- Textauszug -

>>>>

# Lebendköder in Ungarn



## Reiti no.1 (5. Juli 2011)

Hallo,
ich fahre am Freitag zum Plattensee, wir wollen auf Wels angeln. Da ist mir eingefallen vielleicht darf man ja mit lebendigen Köderfisch angeln `? Und wenn ja, benutze ich einfach eine schwere Pose die der Köder dann durch den See zieht oder ?


----------



## Daniel47 (5. Juli 2011)

*AW: Lebendköder in Ungarn*

Mal vom Gesetz abgesehen, ist sowas ethisch gesehen koreckt?


----------



## burhave (5. Juli 2011)

*AW: Lebendköder in Ungarn*

Ich glaube nicht...


----------



## Zapper75 (6. Juli 2011)

*AW: Lebendköder in Ungarn*

Ist generell erlaubt In Ungarn, evtl. lokale Einschränkungen beachten.

Petri
Zapper


----------



## allrounder11 (6. Juli 2011)

<<<<

- Verfügbare Daten -
>>>>

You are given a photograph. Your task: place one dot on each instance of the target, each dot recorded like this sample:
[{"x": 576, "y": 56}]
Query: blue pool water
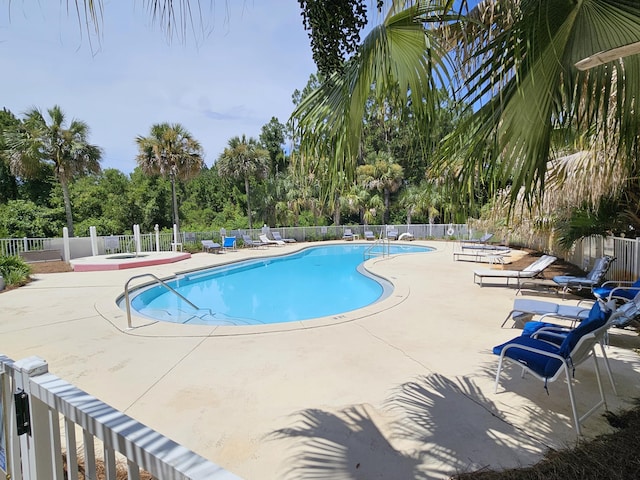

<<<<

- Zu bearbeitende Aufgaben -
**A.** Beantworte zum Thread über Lebendköder in Ungarn:
(i) Wohin fährt Reiti no.1 am Freitag?
(ii) Auf welchen Fisch soll dort geangelt werden?
(iii) Was sollte man laut Zapper75 eventuell beachten?
**B.** Wiederhole aus dem Thread über Lebendköder in Ungarn wortgetreu den Abschnitt von „# Lebendköder in“ bis einschließlich „zieht oder ?“.

- Als Antwort -
**A.**
(i) Zum Plattensee.
(ii) Auf Wels.
(iii) Lokale Einschränkungen.

**B.**
# Lebendköder in Ungarn



## Reiti no.1 (5. Juli 2011)

Hallo,
ich fahre am Freitag zum Plattensee, wir wollen auf Wels angeln. Da ist mir eingefallen vielleicht darf man ja mit lebendigen Köderfisch angeln `? Und wenn ja, benutze ich einfach eine schwere Pose die der Köder dann durch den See zieht oder ?